• Task: In the rows below, change every "Quickstart" to "Getting started" and leave the rest of the text as it is. Do not include the pictures in your answer.

───── Dataset content ─────

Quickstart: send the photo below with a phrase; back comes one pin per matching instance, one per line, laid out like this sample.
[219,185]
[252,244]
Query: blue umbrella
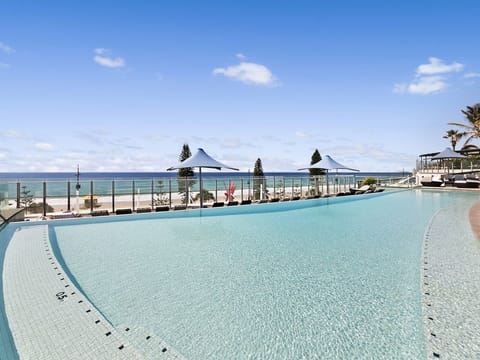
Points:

─────

• Exercise result:
Getting started: send the photo below with a phrase; back comes one pin per matching instance, one per line, laid out like this sample.
[219,185]
[252,244]
Query: blue umbrella
Points:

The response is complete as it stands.